__SHORT TASK A__
Report each line in the entries that contains the string "tablecloth".

__SELECTED PASSAGE__

################

## Reinforcement Learning Tutorial -3: DDPG

### MD Muhaimin Rahman
contact: sezan92[at]gmail[dot]com

In the last tutorial, I tried to Explain DQN. DQN solves one problem, that is it can deal with continuous state space. But it cannot output continuous action. To solve that problem, here comes DDPG! It means Deep Deterministic Policy Gradient

- [Importing Libraries](#libraries)
- [Algorithm](#algorithm)
- [Model Definition](#model)
- [Replay Buffer](#buffer)
- [Noise Class](#noise)
- [Training](#training)


<a id ="libraries"></a>
### Importing Libraries


In [1]:
from __future__ import print_function,division
import gym
import keras
from keras import layers
from keras import backend as K
from collections import deque
from tqdm import tqdm
import random
import numpy as np
import copy
SEED =123
np.random.seed(SEED)

  from ._conv import register_converters as _register_converters
Using TensorFlow backend.

################

__SHORT TASK B__
Give the DDPG tutorial above again in full, word for word.

[Point annotations for photos]
################

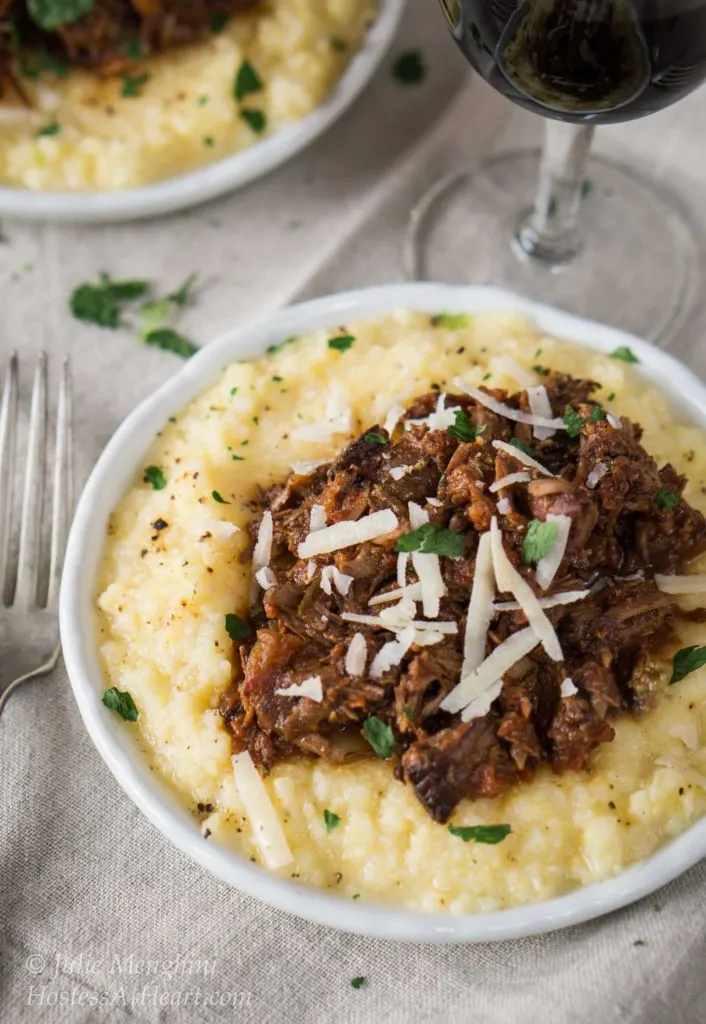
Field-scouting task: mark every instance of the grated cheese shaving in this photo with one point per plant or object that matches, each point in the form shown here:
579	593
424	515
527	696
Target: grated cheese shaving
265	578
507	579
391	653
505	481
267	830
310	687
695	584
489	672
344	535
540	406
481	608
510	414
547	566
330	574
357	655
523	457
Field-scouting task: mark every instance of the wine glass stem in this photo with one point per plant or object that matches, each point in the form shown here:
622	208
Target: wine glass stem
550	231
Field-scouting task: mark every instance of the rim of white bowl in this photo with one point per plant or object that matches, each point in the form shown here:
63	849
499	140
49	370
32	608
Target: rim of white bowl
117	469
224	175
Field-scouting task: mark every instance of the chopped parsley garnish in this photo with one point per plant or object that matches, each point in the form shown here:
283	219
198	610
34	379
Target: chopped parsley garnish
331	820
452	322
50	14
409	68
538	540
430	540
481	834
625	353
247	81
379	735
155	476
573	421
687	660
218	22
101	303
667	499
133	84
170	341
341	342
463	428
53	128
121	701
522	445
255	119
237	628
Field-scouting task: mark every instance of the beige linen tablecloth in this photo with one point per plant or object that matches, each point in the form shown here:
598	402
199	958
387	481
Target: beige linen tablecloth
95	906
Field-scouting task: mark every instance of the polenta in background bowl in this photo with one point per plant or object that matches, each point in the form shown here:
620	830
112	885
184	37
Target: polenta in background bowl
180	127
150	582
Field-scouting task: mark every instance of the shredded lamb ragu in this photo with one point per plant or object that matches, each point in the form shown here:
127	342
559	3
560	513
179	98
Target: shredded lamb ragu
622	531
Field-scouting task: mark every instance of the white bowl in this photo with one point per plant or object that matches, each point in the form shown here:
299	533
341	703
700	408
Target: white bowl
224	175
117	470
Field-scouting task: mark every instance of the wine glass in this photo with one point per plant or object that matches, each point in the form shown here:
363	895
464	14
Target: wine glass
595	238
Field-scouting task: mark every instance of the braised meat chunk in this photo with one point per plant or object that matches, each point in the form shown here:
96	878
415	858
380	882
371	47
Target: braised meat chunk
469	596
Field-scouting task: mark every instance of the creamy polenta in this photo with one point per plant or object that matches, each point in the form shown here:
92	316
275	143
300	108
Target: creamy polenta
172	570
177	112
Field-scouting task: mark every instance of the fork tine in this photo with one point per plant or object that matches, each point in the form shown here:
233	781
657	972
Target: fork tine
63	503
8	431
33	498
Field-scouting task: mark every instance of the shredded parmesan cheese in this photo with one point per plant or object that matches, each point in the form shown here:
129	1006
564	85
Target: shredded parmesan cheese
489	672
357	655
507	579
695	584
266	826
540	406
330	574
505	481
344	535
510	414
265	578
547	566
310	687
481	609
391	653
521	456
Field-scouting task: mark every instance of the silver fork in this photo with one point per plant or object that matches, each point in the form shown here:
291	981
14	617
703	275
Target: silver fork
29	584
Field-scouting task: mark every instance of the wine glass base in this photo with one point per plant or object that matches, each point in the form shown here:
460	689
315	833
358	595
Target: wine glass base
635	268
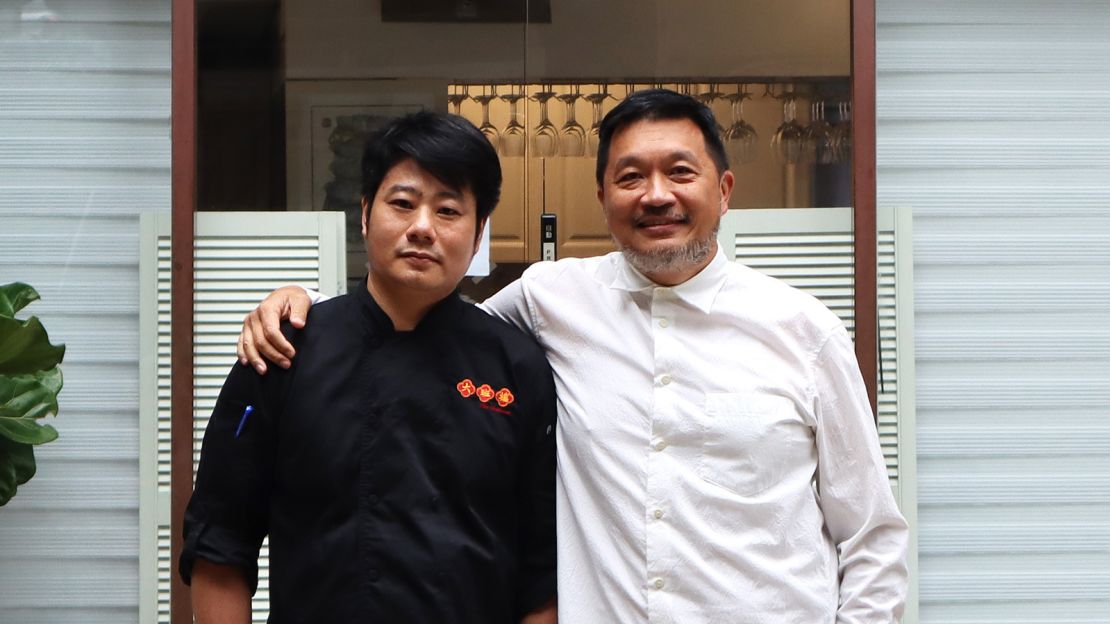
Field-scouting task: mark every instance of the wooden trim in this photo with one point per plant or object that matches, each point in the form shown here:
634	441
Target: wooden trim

################

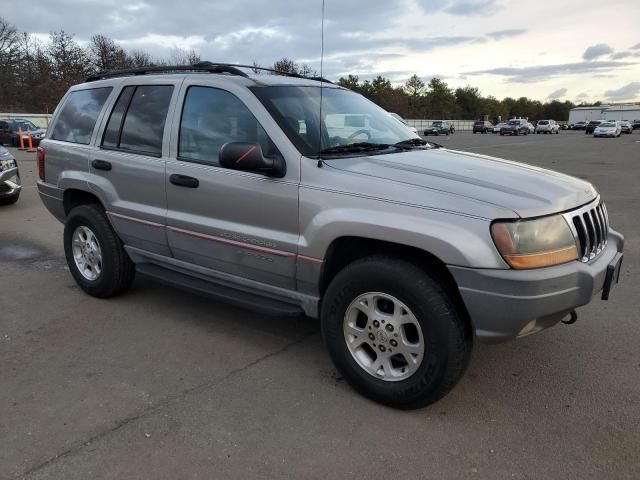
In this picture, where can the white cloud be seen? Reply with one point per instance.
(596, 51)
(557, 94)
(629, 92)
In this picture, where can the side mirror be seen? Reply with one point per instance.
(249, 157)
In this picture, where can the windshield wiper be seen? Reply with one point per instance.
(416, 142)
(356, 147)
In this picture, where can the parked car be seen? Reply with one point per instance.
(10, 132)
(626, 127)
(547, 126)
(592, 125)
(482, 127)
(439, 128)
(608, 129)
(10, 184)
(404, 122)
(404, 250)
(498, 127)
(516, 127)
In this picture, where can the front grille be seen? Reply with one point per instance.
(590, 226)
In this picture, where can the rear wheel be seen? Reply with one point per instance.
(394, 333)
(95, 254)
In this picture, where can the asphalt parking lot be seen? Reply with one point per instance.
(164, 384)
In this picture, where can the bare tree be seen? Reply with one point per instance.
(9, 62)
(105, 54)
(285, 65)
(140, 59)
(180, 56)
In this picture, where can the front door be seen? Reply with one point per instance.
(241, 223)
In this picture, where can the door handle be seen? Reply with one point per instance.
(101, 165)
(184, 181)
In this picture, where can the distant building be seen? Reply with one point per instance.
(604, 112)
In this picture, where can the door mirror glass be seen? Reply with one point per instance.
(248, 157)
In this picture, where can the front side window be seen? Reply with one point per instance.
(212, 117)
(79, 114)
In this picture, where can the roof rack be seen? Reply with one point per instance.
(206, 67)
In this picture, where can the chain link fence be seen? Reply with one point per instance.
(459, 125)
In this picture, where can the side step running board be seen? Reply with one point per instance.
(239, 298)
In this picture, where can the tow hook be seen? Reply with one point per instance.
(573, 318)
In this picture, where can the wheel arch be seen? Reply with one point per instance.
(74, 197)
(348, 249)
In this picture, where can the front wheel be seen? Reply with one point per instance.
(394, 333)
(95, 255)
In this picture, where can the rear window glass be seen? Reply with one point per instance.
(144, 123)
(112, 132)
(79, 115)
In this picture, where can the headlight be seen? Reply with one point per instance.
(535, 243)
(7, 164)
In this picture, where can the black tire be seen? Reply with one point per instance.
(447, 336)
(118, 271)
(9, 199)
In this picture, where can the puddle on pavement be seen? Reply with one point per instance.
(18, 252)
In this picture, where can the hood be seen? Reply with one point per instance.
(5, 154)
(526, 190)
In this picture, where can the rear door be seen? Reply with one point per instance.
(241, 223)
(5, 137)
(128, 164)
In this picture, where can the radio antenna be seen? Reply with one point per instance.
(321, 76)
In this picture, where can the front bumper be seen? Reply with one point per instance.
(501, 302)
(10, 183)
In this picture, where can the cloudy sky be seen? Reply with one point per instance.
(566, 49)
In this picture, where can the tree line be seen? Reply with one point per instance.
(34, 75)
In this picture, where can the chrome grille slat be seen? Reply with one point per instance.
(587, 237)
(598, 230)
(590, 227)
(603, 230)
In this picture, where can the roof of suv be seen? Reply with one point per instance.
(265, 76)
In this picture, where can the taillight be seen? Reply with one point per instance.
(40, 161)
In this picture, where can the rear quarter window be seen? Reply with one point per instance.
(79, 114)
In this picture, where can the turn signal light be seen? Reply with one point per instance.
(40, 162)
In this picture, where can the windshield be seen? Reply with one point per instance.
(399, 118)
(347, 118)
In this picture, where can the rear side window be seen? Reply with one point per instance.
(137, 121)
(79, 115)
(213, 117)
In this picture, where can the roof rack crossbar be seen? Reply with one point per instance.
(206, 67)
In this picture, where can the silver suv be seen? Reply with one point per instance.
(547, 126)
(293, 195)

################

__COMPLETE OUTPUT A__
Field-scouting task: mark every instance of the beige linen tablecloth in this photo with one point per plant or object that matches, each point in the form shown here:
Target: beige linen tablecloth

__COMPLETE OUTPUT B__
## Reinforcement Learning Tutorial -3: DDPG

### MD Muhaimin Rahman
contact: sezan92[at]gmail[dot]com

In the last tutorial, I tried to Explain DQN. DQN solves one problem, that is it can deal with continuous state space. But it cannot output continuous action. To solve that problem, here comes DDPG! It means Deep Deterministic Policy Gradient

- [Importing Libraries](#libraries)
- [Algorithm](#algorithm)
- [Model Definition](#model)
- [Replay Buffer](#buffer)
- [Noise Class](#noise)
- [Training](#training)


<a id ="libraries"></a>
### Importing Libraries


In [1]:
from __future__ import print_function,division
import gym
import keras
from keras import layers
from keras import backend as K
from collections import deque
from tqdm import tqdm
import random
import numpy as np
import copy
SEED =123
np.random.seed(SEED)

  from ._conv import register_converters as _register_converters
Using TensorFlow backend.